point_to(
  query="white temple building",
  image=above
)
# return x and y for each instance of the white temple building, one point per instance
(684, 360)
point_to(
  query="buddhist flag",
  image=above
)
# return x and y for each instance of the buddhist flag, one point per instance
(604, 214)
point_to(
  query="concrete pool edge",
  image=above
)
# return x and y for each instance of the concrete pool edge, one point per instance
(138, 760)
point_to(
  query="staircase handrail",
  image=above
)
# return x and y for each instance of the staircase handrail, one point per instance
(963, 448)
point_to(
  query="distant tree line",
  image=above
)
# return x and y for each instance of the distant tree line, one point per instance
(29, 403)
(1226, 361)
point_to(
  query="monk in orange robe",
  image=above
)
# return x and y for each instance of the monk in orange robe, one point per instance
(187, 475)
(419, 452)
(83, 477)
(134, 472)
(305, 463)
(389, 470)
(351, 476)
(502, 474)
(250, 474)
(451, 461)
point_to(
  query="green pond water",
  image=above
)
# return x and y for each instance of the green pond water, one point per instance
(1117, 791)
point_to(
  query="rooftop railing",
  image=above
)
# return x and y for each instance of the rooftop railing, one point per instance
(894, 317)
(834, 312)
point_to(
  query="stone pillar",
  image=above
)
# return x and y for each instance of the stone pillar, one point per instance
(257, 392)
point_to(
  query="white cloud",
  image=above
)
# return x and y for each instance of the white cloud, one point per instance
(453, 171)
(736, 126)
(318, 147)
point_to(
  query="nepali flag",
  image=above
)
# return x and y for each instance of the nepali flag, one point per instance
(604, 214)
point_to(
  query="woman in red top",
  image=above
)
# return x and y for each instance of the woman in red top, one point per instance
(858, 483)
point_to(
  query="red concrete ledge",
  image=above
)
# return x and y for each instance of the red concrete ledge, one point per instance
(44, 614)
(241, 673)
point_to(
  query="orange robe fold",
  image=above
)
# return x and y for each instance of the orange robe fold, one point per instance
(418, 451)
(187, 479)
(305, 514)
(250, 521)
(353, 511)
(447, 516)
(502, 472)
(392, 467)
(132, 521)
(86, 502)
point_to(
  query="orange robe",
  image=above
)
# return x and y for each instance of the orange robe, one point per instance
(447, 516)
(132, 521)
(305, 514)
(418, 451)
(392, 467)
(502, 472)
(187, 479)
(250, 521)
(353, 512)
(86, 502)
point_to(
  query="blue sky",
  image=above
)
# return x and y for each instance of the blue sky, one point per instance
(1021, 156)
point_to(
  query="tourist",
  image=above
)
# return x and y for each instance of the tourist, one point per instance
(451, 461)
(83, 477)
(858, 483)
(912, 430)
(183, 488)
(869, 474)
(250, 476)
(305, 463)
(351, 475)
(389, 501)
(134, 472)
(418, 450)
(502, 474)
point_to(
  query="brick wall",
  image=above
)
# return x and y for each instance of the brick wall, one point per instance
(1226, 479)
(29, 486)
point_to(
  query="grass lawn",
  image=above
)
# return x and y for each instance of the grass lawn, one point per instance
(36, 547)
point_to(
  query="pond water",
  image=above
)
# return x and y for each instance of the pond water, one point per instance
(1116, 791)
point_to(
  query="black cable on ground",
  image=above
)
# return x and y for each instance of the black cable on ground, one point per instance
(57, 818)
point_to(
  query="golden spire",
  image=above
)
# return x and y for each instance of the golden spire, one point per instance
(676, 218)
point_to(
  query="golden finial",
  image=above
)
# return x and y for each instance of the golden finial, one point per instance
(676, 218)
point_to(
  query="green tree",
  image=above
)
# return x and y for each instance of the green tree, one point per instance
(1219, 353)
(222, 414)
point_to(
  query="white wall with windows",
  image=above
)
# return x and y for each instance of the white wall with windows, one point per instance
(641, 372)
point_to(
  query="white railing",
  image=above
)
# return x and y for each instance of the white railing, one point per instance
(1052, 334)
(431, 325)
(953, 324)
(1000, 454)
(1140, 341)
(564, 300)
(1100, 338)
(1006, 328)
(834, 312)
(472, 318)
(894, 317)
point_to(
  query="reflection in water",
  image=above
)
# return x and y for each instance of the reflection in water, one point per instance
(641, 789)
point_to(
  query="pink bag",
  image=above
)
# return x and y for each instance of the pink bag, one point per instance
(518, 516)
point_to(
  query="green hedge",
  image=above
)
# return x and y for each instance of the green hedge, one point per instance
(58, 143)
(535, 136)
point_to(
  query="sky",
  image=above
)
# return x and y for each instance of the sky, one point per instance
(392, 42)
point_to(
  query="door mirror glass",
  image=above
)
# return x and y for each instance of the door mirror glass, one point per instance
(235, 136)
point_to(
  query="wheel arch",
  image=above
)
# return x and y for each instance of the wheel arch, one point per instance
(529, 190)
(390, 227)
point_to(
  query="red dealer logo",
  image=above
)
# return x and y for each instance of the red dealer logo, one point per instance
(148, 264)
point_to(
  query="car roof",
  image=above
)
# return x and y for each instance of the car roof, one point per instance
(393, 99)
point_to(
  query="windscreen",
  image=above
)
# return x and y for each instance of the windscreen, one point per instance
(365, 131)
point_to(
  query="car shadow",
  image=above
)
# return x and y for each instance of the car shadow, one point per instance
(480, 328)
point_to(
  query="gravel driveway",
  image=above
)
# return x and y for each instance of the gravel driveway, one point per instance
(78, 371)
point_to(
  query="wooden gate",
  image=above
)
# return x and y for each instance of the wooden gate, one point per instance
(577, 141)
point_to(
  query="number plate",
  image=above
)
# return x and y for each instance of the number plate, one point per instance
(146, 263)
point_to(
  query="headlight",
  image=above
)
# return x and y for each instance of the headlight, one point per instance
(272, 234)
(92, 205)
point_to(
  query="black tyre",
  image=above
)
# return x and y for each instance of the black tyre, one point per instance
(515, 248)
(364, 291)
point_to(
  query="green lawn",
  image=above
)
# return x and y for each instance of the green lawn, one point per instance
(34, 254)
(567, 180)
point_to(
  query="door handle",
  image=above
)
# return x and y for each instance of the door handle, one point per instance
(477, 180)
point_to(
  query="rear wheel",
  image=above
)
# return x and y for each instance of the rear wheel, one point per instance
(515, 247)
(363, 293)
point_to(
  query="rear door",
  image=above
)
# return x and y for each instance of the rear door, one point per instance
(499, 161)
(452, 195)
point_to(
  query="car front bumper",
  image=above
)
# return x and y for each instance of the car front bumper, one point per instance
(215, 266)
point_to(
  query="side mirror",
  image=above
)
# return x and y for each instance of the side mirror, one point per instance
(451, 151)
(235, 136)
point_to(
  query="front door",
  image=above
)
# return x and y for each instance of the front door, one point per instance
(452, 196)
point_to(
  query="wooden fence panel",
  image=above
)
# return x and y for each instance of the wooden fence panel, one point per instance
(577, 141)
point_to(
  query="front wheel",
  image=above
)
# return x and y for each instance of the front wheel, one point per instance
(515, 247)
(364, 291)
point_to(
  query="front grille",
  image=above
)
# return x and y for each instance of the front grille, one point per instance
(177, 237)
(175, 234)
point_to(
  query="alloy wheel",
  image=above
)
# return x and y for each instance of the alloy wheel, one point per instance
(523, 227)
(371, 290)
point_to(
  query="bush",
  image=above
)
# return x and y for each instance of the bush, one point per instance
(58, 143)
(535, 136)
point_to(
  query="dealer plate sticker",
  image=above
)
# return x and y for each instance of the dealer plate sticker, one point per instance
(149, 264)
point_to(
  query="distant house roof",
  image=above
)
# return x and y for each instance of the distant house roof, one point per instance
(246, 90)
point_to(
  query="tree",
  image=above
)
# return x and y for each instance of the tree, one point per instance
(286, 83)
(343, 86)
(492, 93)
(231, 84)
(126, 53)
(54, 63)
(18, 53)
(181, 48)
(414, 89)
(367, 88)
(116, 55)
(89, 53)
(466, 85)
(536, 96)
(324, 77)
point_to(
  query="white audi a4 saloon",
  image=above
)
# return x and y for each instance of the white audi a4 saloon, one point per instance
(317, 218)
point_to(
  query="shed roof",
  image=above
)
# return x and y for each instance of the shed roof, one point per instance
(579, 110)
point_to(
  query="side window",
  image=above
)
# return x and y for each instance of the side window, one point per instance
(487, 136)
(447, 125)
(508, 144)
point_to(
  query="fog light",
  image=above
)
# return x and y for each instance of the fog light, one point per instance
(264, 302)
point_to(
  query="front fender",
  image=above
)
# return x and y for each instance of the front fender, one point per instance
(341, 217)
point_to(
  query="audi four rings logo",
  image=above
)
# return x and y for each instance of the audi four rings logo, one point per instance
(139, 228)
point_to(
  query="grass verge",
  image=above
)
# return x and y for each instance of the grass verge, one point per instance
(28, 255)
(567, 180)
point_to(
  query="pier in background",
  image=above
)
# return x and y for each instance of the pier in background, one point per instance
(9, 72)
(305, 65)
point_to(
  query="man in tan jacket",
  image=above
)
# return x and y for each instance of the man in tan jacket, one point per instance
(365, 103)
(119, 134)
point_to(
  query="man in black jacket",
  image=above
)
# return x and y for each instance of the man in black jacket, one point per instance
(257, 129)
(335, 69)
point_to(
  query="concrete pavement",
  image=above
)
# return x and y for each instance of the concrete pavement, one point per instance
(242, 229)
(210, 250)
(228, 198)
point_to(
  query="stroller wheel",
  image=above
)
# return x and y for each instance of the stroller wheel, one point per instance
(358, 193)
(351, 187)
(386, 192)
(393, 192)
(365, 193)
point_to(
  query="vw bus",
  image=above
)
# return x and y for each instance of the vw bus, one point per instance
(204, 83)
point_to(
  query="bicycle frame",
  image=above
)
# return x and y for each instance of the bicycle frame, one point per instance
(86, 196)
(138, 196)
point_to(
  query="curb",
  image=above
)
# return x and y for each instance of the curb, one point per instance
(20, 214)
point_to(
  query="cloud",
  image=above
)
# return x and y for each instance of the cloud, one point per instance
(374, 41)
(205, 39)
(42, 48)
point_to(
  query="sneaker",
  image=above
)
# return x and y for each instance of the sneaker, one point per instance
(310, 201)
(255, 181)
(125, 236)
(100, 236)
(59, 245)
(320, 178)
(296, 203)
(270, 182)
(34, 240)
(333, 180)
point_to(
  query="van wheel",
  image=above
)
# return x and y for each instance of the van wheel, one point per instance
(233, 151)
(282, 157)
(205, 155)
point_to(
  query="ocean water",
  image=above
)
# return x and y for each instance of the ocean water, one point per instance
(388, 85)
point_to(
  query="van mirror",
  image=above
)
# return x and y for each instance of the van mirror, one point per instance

[Activity]
Please return exactly the lines that run from the line with "van wheel, one point per instance" through the end of the records above, both included, and nothing more.

[The completed task]
# return x and y for each instance of the van wheel, one point per instance
(233, 151)
(282, 157)
(205, 155)
point_to(
  query="ocean water",
  image=above
)
# return x and y for each instance of the ocean water, one point per instance
(388, 85)
point_to(
  query="van mirror",
  image=above
)
# return x and y for each instance of the van mirror, one point per instance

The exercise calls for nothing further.